(Apply what you read):
A. In the cell-count passage, between which bregma levels were most of the double-labeled PV+/FG+ neurons found?
B. Please return, word for word, the part of the cell-count passage that opens with the words containing "In order to" and closes with "see Fig. 3).".
C. Translate this sentence from the cell-count passage into Spanish: "Since the majority of double-labeled PV+/FG+ neurons were located between bregma levels −0.3 and −1.8, in each case cell counts were performed in the three sections that were closest to the bregma −1.0 level (i.e., approximately midway between −0.3 and −1.8, at the junction of the SI with the VP; see Fig. 3)."

(Text segment):
——

In order to estimate the percentage of FG+ neurons in the BF that were also PV+, cell counts of single-labeled FG+ neurons and double-labeled PV+/FG+ neurons in the substantia innominata/ventral pallidal (SI/VP) region were made in five representative cases: two cases with FG injections at rostral levels of the BLC (cases 20L and 22R), two cases with FG injections at middle levels of the BLC (cases 21L and 22L), and one case with a FG injection at a caudal level of the BLC (case 12R; Fig. 1). Since the majority of double-labeled PV+/FG+ neurons were located between bregma levels −0.3 and −1.8, in each case cell counts were performed in the three sections that were closest to the bregma −1.0 level (i.e., approximately midway between −0.3 and −1.8, at the junction of the SI with the VP; see Fig. 3).

Fig. 1.

——

(Dataset entries):
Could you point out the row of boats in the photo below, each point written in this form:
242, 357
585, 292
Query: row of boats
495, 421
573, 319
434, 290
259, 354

——

(Solved tasks):
A. Between bregma levels −0.3 and −1.8.

B.
In order to estimate the percentage of FG+ neurons in the BF that were also PV+, cell counts of single-labeled FG+ neurons and double-labeled PV+/FG+ neurons in the substantia innominata/ventral pallidal (SI/VP) region were made in five representative cases: two cases with FG injections at rostral levels of the BLC (cases 20L and 22R), two cases with FG injections at middle levels of the BLC (cases 21L and 22L), and one case with a FG injection at a caudal level of the BLC (case 12R; Fig. 1). Since the majority of double-labeled PV+/FG+ neurons were located between bregma levels −0.3 and −1.8, in each case cell counts were performed in the three sections that were closest to the bregma −1.0 level (i.e., approximately midway between −0.3 and −1.8, at the junction of the SI with the VP; see Fig. 3).

C. Dado que la mayoría de las neuronas con doble marcaje PV+/FG+ se localizaban entre los niveles de bregma −0,3 y −1,8, en cada caso se realizaron recuentos celulares en las tres secciones más cercanas al nivel de bregma −1,0 (es decir, aproximadamente a medio camino entre −0,3 y −1,8, en la unión de la SI con el VP; véase la Fig. 3).